• _Text provided_:
+++

My favorite way to run power analyses is via simulation. Simulation-based power analyses are more difficult and take longer to setup and run, but they’re more pedagogical. Simulations require you to understand your data because you have to define the exact parameters that define your data set (e.g., means, standard deviations, correlations). It also creates a very intuitive understanding of what power is: Power is simply counting how often you find the results you expect to find.

Still, running simulation-based power analyses might be too difficult for some. So in this blog post I present code to simulate data for a range of different scenarios.

Setup

Run the following code to get started. The most important package here is MASS. It contains a function called mvrnorm() that enables us to simulate data from a multivariate normal distribution. This means we’ll simulate data for scenarios where we have a continuous outcome. I really like this function for simulating data because it has an argument called empirical that you can set to TRUE, which causes your simulated data to have the exact properties you set (e.g., exactly a mean of 4). This is a great way to check out your simulated data and see if it makes sense.

We will use the tidyverse because we need to prepare the data after simulating it. mvrnorm() returns a matrix with each simulated variable as a column. This means we sometimes need to prepare the data so that we can perform the tests we want to run or for visualization purposes.

The effectsize package will be used to inspect the data by calculating standardized effect sizes. This will allow us to check whether the parameters are plausible.

Finally, we sometimes use the broom package to extract p-values from the statistical tests that we’ll run. This will be necessary to calculate the power because power is (usually) nothing more than the number of significant p-values divided by the number of tests we simulated data for. In a future post I might focus on Bayesian analyses, so we won’t be dealing with p-values then, although the logic will be the same.

+++

• _Entries shown_:

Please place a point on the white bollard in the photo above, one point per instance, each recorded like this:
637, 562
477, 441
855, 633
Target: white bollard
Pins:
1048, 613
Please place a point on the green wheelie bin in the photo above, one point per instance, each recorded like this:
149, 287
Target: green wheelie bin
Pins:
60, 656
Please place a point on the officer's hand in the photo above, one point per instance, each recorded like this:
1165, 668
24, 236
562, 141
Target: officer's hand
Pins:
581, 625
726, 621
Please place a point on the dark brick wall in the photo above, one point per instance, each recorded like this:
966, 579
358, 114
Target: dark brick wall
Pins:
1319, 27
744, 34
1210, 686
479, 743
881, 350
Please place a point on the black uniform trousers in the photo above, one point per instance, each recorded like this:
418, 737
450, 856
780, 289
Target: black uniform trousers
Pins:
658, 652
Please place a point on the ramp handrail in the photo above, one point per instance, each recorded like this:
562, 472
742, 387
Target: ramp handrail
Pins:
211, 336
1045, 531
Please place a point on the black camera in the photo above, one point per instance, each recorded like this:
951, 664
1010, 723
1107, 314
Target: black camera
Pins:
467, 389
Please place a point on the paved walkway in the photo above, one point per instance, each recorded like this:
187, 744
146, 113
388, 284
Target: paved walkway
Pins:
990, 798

+++

• _Task requirements_:
(A) Reproduce word for word the records from the line containing "Please place a point on the officer's" through the final line of the records, including both of those lines.
(B) Continue the text on simulation-based power analysis from its last sentence.
The text and the records have no connection to each other.

• _The results_:
(A)
Please place a point on the officer's hand in the photo above, one point per instance, each recorded like this:
1165, 668
24, 236
562, 141
Target: officer's hand
Pins:
581, 625
726, 621
Please place a point on the dark brick wall in the photo above, one point per instance, each recorded like this:
966, 579
358, 114
Target: dark brick wall
Pins:
1319, 27
744, 34
1210, 686
479, 743
881, 350
Please place a point on the black uniform trousers in the photo above, one point per instance, each recorded like this:
418, 737
450, 856
780, 289
Target: black uniform trousers
Pins:
658, 652
Please place a point on the ramp handrail in the photo above, one point per instance, each recorded like this:
562, 472
742, 387
Target: ramp handrail
Pins:
211, 336
1045, 531
Please place a point on the black camera in the photo above, one point per instance, each recorded like this:
951, 664
1010, 723
1107, 314
Target: black camera
Pins:
467, 389
Please place a point on the paved walkway in the photo above, one point per instance, each recorded like this:
187, 744
146, 113
388, 284
Target: paved walkway
Pins:
990, 798

(B)
Besides loading packages, we also set the s variable. The value of this variable will determine how many times we’ll simulate the data during the power analysis. The higher this number, the more accurate our power estimates will be.

# Load packages
library(MASS)
library(tidyverse)
library(effectsize)
library(broom)

# Set global parameters
s <- 1000 # Number of loops in the power simulation

# Optional: Create color variables for the plots
green <- "#00B88D"
yellow <- "#f39c12"
off_white <- "#cccccc"

With the setup out of the way, let’s cover our general approach to power analyses:

1. Simulate the data with fixed properties
2. Check the data to see if the data is plausible
3. Run the tests we want to run on this data
4. Repeat steps 1 to 3 many times, save the p-values, and calculate power

We’ll do this for various scenarios. In each scenario we start by defining the parameters. I’ll focus on providing means, standard deviations, and correlations, because those are usually the parameters we report in the results section, so I’m guessing most researchers will have some intuitions about what these parameters mean and whether the results are plausible.

The mvrnorm() function requires that we pass it the sample size, the means, and a variance-covariance matrix. The first two are easy to understand, but the variance-covariance may not be. It’s relatively straightforward to convert means, SDs, and correlations to a variance-covariance matrix, though. Variance is simply the standard deviation squared and the covariance is the product of the standard deviations of the two variables and their correlation. You’ll see in some scenarios below that this is how I construct the variance-covariance matrix.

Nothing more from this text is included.